§ Text section
===

Menu
in , ,

Install Phantomjs Headless Browser And Scrape A Website Data Using Proxy And Random UserAgent

PhantomJS

In this lab, we will install and use Phantomjs, the headless browser, to apply a simple scrape website data example. Phantomjs is a powerful web automation testing project that can be driven by Javascript.

we will:

  • Install Phanomjs on our Linux system.
  • Allow random Phantomjs browser user-agent strings for each request.
  • Allow proxy settings for Phantomjs browser.
  • Scrape sample data from a website page.

Install Phantomjs 

For a more stable workflow, installing the following packages is recommended.

For Ubuntu Linux

# sudo apt-get install build-essential g++ flex bison gperf ruby perl libsqlite3-dev libfontconfig1-dev libicu-dev libfreetype6 libssl-dev libpng-dev libjpeg-dev python libx11-dev libxext-dev ttf-mscorefonts-installer

On Centos

# sudo yum install gcc gcc-c++ make flex bison gperf ruby openssl-devel freetype-devel fontconfig-devel libicu-devel sqlite-devel libpng-devel libjpeg-devel

Then download and extract the latest 64bit or 32bit Linux binary phantomjs package from Here (Linux 64Bit: phantomjs-2.1.1-linux-x86_64.tar.bz2 | Linux 32Bit: phantomjs-2.1.1-linux-i686.tar.bz2).

# sudo wget https://bitbucket.org/ariya/phantomjs/downloads/phantomjs-2.1.1-linux-x86_64.tar.bz2
# sudo tar xvf phantomjs-2.1.1-linux-x86_64.tar.bz2

Change directory to the Phantomjs binary file located phantomjs-X.XX.XXX-linux-x86_64/bin

# cd phantomjs-2.1.1-linux-x86_64/bin
# sudo chmod +x phantomjs
# cp phantomjs /usr/local/bin

Now phantomjs the command exists in the PATH and is ready to run.

Set Phantomjs Browser User-Agent And Start Scarping

We can start to build the controller Javascript file. We can name it hello.js and add the below code to it.

The first step is to build our user-agent string array, then select a random one each time open a web page function is requested.

===

§ Written task 1
Reproduce verbatim the passage of the PhantomJS guide that begins at the words "Install Phantomjs Headless" and stops after the words "for Phantomjs browser.".
§ Written task 2
Answer these questions from the PhantomJS guide:
(a) Which version number appears in the PhantomJS package file names?
(b) To which directory is the phantomjs binary copied?
(c) What name is suggested for the controller JavaScript file?

§ Excerpted records
===

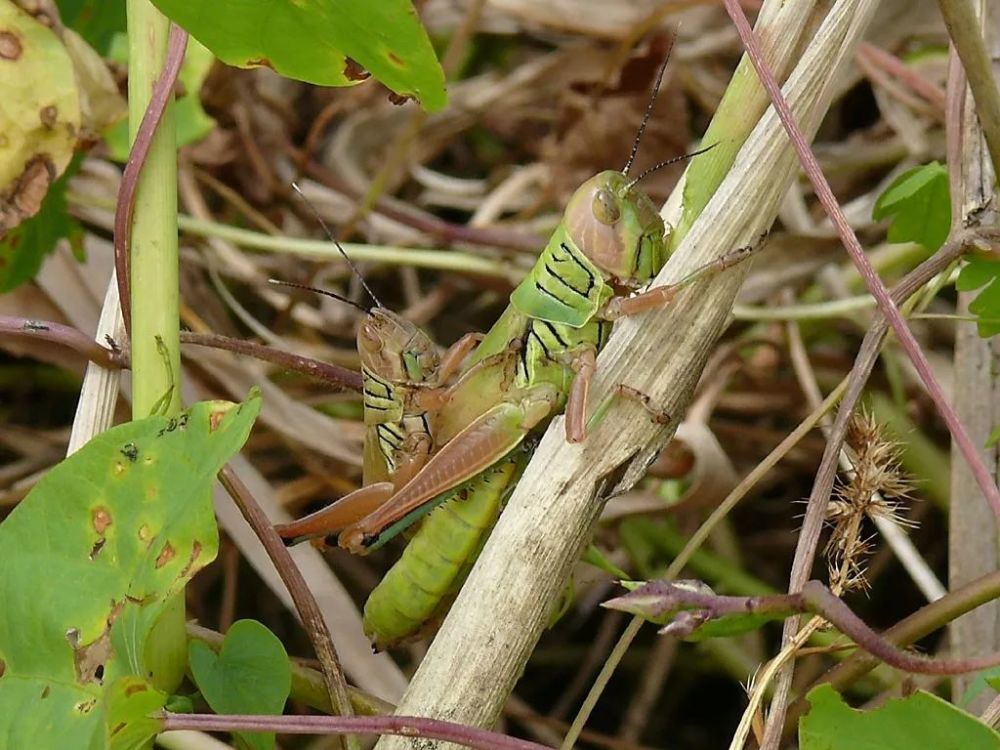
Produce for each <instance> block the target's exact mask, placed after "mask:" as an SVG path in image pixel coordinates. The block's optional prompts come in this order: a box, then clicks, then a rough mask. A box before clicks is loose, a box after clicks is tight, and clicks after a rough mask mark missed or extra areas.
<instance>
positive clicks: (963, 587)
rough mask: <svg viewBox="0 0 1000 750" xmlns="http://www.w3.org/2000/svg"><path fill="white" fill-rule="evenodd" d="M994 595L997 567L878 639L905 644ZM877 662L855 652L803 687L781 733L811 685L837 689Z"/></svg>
mask: <svg viewBox="0 0 1000 750" xmlns="http://www.w3.org/2000/svg"><path fill="white" fill-rule="evenodd" d="M998 595H1000V571H995V572H993V573H988V574H986V575H984V576H982V577H980V578H977V579H976V580H974V581H970V582H969V583H967V584H965V585H964V586H962V587H961V588H958V589H955V590H954V591H950V592H948V593H947V594H946V595H945V596H943V597H942V598H940V599H937V600H935V601H933V602H930V603H929V604H926V605H924V606H923V607H921V608H920V609H919V610H917V611H916V612H914V613H913V614H912V615H910V616H909V617H907V618H905V619H903V620H900V621H899V622H898V623H896V624H895V625H893V626H892V627H891V628H889V629H888V630H886V631H885V632H884V633H882V639H883V640H885V641H887V642H889V643H892V644H894V645H896V646H898V647H903V646H908V645H910V644H912V643H914V642H915V641H918V640H920V639H921V638H923V637H924V636H926V635H928V634H929V633H932V632H934V631H935V630H937V629H939V628H940V627H941V626H942V624H944V623H947V622H951V621H952V620H954V619H955V618H957V617H959V616H961V615H963V614H965V613H966V612H969V611H971V610H973V609H975V608H976V607H978V606H980V605H981V604H985V603H986V602H989V601H992V600H994V599H996V598H997V596H998ZM878 665H879V660H878V659H877V658H875V657H874V656H872V655H871V654H869V653H866V652H859V653H856V654H853V655H851V656H849V657H848V658H847V659H845V660H844V661H842V662H841V663H840V664H838V665H836V666H835V667H833V668H832V669H830V670H829V671H827V672H826V673H825V674H824V675H823V676H821V677H820V678H819V679H817V680H815V681H814V682H813V683H812V684H811V685H809V686H808V687H806V688H804V689H803V690H802V695H801V696H800V697H799V698H798V699H797V700H796V701H795V703H793V704H792V705H791V706H790V707H789V709H788V717H787V719H786V721H785V734H786V735H787V734H789V733H791V732H792V731H793V730H794V729H795V726H796V723H797V721H798V719H799V717H800V716H801V715H802V714H803V713H804V712H805V711H806V710H808V708H809V702H808V701H807V700H806V699H805V697H804V696H805V694H806V693H808V692H809V691H810V690H812V689H813V688H814V687H816V686H817V685H822V684H825V683H829V684H830V685H833V686H834V687H835V688H837V689H838V690H841V689H844V688H846V687H847V686H849V685H851V684H852V683H854V682H856V681H857V680H858V679H859V678H861V677H863V676H864V675H865V674H867V673H868V672H870V671H871V670H873V669H875V667H877V666H878Z"/></svg>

===

§ Problem solution 1
Install Phantomjs Headless Browser And Scrape A Website Data Using Proxy And Random UserAgent

PhantomJS

In this lab, we will install and use Phantomjs, the headless browser, to apply a simple scrape website data example. Phantomjs is a powerful web automation testing project that can be driven by Javascript.

we will:

  • Install Phanomjs on our Linux system.
  • Allow random Phantomjs browser user-agent strings for each request.
  • Allow proxy settings for Phantomjs browser.

§ Problem solution 2
(a) 2.1.1
(b) /usr/local/bin
(c) hello.js